* **Extract to read**
+++

Cathie Wood has a knack for growth stocks, but she can also be forgiving when momentum runs dry. The founder, CEO, and chief investment officer of ARK Invest made it a point to buy into some of her biggest laggards on Thursday.
Wood added to her stakes in Teladoc Health (TDOC -5.33%), Blade Air Mobility (BLDE -0.83%), and Skillz (SKLZ -3.65%) on Thursday. The three stocks have fallen between 52% and 77% from their 52-week highs as of Thursday's close. Let's check out her shopping bag.
A lot of growth investors have given up on Teladoc, but that only means more shares to go around for ARK Invest. The telehealth specialist has plummeted 60% since peaking in February, but that's apparently a dinner bell for Wood. ARK Invest added to its Teladoc position in four of its exchange-traded funds.
Teladoc tumbled on Thursday despite posting compelling growth targets at its Investor Day presentation. The $2.015 to $2.025 billion it expects to record in revenue this year is roughly in line with expectations, but it sees healthy growth in the coming years. Teladoc's outlook for the next couple of years begins with a $2.6 billion target for next year, topping $4 billion by the time 2024 rolls around. We're talking about Teladoc's doubling in three years, translating to a compound average growth rate of 25% to 30%.

+++

* **Records shown**
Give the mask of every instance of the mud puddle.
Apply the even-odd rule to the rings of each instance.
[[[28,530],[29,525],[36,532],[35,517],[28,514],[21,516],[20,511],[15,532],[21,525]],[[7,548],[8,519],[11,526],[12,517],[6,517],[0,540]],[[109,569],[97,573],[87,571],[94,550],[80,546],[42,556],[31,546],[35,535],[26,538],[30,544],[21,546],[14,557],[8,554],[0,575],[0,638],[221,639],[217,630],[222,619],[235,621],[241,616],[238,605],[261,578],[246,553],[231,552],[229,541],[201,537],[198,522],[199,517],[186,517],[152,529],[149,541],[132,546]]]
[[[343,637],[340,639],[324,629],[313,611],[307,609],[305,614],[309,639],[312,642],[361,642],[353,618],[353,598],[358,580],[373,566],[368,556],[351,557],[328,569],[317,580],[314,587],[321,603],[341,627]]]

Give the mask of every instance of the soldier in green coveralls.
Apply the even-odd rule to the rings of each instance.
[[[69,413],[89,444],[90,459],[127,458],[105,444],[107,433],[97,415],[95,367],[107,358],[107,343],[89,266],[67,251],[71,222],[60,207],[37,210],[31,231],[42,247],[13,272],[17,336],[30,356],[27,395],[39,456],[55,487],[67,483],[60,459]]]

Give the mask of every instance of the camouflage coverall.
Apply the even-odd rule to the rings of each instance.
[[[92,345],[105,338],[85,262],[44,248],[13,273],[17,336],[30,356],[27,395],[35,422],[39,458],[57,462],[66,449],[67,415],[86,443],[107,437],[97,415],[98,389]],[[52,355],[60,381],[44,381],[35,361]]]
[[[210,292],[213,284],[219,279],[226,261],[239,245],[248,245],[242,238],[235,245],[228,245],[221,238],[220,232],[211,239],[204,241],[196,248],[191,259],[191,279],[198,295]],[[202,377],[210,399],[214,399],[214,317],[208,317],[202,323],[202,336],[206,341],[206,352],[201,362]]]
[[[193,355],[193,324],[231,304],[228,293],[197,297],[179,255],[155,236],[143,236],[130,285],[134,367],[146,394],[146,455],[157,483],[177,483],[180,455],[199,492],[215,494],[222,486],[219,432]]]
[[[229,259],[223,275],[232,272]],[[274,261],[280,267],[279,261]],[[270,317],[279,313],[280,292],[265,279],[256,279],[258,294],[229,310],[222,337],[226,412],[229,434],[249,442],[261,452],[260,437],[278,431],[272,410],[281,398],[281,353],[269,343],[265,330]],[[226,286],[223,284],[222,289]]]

+++

* **Problems to solve**
a: Answer these from the ARK Invest article:
(i) In which three companies did Wood add to her stakes on Thursday?
(ii) In how many of its exchange-traded funds did ARK Invest add to its Teladoc position?
(iii) What revenue target does Teladoc set for next year?
b: Write out the part of the ARK Invest article starting at "A lot of growth" and ending at "its exchange-traded funds.".
c: Rewrite the paragraph of the ARK Invest article that begins "Teladoc tumbled on Thursday" as a short bulleted list, keeping its main facts.
Rely on the ARK Invest article alone.

* **Solutions in order**
a:
(i) Teladoc Health, Blade Air Mobility, and Skillz
(ii) Four
(iii) $2.6 billion

b:
A lot of growth investors have given up on Teladoc, but that only means more shares to go around for ARK Invest. The telehealth specialist has plummeted 60% since peaking in February, but that's apparently a dinner bell for Wood. ARK Invest added to its Teladoc position in four of its exchange-traded funds.

c:
- Teladoc fell on Thursday despite presenting strong growth targets at its Investor Day presentation.
- Expected revenue this year is $2.015 to $2.025 billion, roughly in line with expectations.
- The target for next year is $2.6 billion, topping $4 billion by 2024.
- This amounts to a doubling in three years, a compound average growth rate of 25% to 30%.